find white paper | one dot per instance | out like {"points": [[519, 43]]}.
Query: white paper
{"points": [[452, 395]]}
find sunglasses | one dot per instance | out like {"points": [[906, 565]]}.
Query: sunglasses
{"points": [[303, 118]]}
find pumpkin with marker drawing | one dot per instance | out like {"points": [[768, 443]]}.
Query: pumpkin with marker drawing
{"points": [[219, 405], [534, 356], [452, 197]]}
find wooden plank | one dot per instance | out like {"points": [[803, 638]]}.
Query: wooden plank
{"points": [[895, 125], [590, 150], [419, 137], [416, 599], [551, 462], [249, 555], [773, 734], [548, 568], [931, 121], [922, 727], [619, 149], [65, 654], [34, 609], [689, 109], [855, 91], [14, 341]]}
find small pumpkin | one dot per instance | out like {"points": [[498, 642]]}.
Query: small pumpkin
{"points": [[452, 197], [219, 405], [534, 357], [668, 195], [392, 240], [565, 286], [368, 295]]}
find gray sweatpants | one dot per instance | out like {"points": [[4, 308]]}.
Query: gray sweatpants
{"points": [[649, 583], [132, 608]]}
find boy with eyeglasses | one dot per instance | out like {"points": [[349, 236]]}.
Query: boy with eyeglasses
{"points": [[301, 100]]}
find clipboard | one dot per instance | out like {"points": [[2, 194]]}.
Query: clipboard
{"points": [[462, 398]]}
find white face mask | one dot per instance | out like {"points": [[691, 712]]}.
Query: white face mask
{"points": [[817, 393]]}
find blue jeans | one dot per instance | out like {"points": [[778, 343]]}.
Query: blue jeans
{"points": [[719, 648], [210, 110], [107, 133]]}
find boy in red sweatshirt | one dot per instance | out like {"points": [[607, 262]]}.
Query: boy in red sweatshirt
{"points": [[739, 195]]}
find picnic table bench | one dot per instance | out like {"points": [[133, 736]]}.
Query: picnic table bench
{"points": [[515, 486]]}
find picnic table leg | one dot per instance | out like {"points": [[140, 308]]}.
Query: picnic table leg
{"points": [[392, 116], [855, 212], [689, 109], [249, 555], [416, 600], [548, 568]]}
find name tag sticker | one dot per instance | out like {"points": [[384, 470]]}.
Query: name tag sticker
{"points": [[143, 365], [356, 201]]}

### Task to carry out
Write out all the records above again, swapping "one dot per instance" for "one point per instance" wherever it occurs and keeping everything else the same.

### Answer to this exercise
find white paper | one point per instance | out like {"points": [[519, 43]]}.
Query: white paper
{"points": [[452, 395]]}
find sunglasses | one point per instance | out like {"points": [[906, 565]]}.
Query: sunglasses
{"points": [[303, 118]]}
find pumpkin with marker drawing | one point per instance | out like {"points": [[768, 443]]}.
Query: pumpkin with marker drawing
{"points": [[219, 405], [534, 356], [452, 197]]}
find wooden plank | one point per instance | out like {"points": [[803, 638]]}.
Query: wooden plank
{"points": [[895, 125], [590, 150], [419, 137], [416, 599], [551, 462], [249, 555], [773, 734], [548, 568], [931, 121], [922, 727], [619, 149], [65, 654], [34, 609], [689, 109], [855, 91], [14, 341]]}
find small pumpkin | one point per instance | out like {"points": [[498, 642]]}.
Query: small pumpkin
{"points": [[452, 197], [219, 405], [534, 357], [668, 195], [392, 240], [565, 286], [368, 295]]}
find gray sweatpants | one point per instance | out like {"points": [[4, 308]]}.
Query: gray sweatpants
{"points": [[649, 583], [132, 608]]}
find boy with eyeglasses | one point per instance | out like {"points": [[349, 236]]}.
Query: boy with eyeglasses
{"points": [[301, 100]]}
find clipboard | one point per instance | out like {"points": [[2, 194]]}.
Query: clipboard
{"points": [[462, 398]]}
find white face mask | one point per instance | out like {"points": [[691, 712]]}.
Query: white face mask
{"points": [[817, 393]]}
find blue jeans | one point per instance | out like {"points": [[778, 343]]}.
Query: blue jeans
{"points": [[719, 648], [210, 110], [107, 133]]}
find boy in red sweatshirt | one point per instance | out like {"points": [[607, 262]]}.
Query: boy in red sweatshirt
{"points": [[739, 195]]}
find picnic table bench | one point per instance | out like {"points": [[133, 736]]}.
Query: picnic table bench
{"points": [[515, 486]]}
find picnic table leg | one point per instance | out like {"points": [[140, 308]]}.
Query: picnic table leg
{"points": [[392, 116], [855, 212], [689, 109], [249, 555], [416, 600], [548, 568]]}
find name tag sticker | one point per instance | out like {"points": [[384, 470]]}.
Query: name tag sticker
{"points": [[143, 365], [356, 201]]}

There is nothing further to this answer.